---- Source extract
PBMC (5 × 105 to 1 × 106) were stained as described earlier (23). Flow cytometry analysis was performed with a Becton Dickinson FACSCalibur fluorescence-activated cell sorter, and analysis was performed with CellQuest software.

Proliferation assay.

Lymphocyte proliferation assays were carried out using the proteins described above at concentrations of 5 μg/ml (HIV-1 proteins) or 10 μg/ml (HCV proteins). Fresh PBMC were plated with 150 μl of R10/HAB medium (RPMI 1640 [Sigma-Aldrich], 10% human AB serum [Sigma-Aldrich], and 10 mM HEPES buffer [Sigma-Aldrich]) with 2 mM glutamine and antibiotics (50 U of penicillin and 50 μg of streptomycin/ml) and the proteins in 96 U-bottomed plates (Costar) at 100,000 cells per well for 6 days. On day 6 the plate contents were incubated for 6 h with 1 μCi of [3H]thymidine (NEN). Cells were then collected on filters, and the amount of incorporated radiolabel was measured with a beta counter. For the purposes of data interpretation, a stimulation index of 5 or greater was considered significant.

Viral load quantitation.

Plasma viral loads were measured using either the Roche Amplicor Monitor assay (detection limit of 400 HIV-1 RNA copies/ml of plasma and 100 HCV RNA copies/ml of plasma) or the Roche Ultradirect assay (detection limit of 50 HIV-1 RNA copies/ml of plasma), according to the manufacturer's specifications.

Statistical analysis.

Statistical analysis (Mann-Whitney rank sum test, Fisher's exact test, and correlation coefficient) was done using GraphPad Prism 3.0a for Macintosh.

RESULTS

Assessment of viral loads in persons with HIV-1-HCV coinfection.

All 22 coinfected individuals studied had serum antibodies to both HIV-1 and HCV, as determined by enzyme-linked immunosorbent assay. The clinical and virologic characteristics of the persons studied are provided in Table 1. Three of these individuals (CO-20, CO-21, and CO-22) had no detectable HCV RNA in plasma using a sensitive PCR assay (limit of detection 100 HCV RNA copies/ml). Two subjects (CO-20 and CO-21) had cleared HCV RNA after therapy with IFN-α; an additional subject (CO-22) had a spontaneous clearance of RNA following acute HCV infection. The remaining 19 individuals had detectable HCV RNA by PCR, and in the 15 individuals in whom quantitative testing was performed, viral loads ranged from 118,430 to 23,000,000 copies per ml of plasma. The mean HCV viral load was more than 1,000-fold higher than the HIV viral load. There was no significant correlation between HCV viral loads and HIV-1-viral loads (r = −0.44, P > 0.1) or CD4 counts (r = −0.26, P > 0.2).
--------
---- Dataset
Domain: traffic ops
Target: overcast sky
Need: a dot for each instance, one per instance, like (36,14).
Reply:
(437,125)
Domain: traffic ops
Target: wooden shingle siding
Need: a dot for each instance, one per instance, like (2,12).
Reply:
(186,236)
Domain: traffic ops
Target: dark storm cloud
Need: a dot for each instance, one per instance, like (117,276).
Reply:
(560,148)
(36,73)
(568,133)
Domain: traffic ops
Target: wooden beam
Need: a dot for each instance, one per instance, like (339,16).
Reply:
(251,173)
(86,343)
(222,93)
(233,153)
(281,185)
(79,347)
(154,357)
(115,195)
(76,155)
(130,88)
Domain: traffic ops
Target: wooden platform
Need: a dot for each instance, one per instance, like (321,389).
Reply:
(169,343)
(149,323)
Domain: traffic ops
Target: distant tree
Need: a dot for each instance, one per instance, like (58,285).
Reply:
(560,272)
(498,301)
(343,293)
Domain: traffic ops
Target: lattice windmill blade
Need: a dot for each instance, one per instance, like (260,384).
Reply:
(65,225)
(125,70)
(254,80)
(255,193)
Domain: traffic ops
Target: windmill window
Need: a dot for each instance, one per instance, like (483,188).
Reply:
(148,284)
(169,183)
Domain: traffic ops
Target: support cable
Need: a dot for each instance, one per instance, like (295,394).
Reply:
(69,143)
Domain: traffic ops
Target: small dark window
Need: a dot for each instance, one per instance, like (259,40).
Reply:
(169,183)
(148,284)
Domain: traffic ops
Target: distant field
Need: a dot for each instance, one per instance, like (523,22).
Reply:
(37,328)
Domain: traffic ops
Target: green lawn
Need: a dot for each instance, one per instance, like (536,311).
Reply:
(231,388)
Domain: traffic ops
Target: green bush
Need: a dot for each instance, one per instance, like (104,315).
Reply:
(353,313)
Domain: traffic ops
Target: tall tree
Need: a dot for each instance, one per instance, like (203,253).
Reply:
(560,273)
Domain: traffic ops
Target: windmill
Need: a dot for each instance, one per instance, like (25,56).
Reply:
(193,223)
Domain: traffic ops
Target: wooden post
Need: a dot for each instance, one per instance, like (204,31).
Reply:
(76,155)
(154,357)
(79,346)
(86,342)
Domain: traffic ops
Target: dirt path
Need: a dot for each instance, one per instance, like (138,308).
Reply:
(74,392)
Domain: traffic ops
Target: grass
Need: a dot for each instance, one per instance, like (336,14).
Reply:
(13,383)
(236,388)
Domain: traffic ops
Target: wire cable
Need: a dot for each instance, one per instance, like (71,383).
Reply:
--------
▸ Action item A:
List every section heading that appears in the coinfection study text.
▸ Action item B:
Render this sentence from the coinfection study text in Spanish: "Cells were then collected on filters, and the amount of incorporated radiolabel was measured with a beta counter."
▸ Action item C:
Reproduce the part of the coinfection study text that opens with the words containing "PBMC (5 × 105" and closes with "Proliferation assay.".
The data has no connection to the coinfection study text.

▸ Worked solution A:
Proliferation assay.
Viral load quantitation.
Statistical analysis.
RESULTS
Assessment of viral loads in persons with HIV-1-HCV coinfection.

▸ Worked solution B:
Luego, las células se recogieron en filtros y la cantidad de radiomarcador incorporado se midió con un contador beta.

▸ Worked solution C:
PBMC (5 × 105 to 1 × 106) were stained as described earlier (23). Flow cytometry analysis was performed with a Becton Dickinson FACSCalibur fluorescence-activated cell sorter, and analysis was performed with CellQuest software.

Proliferation assay.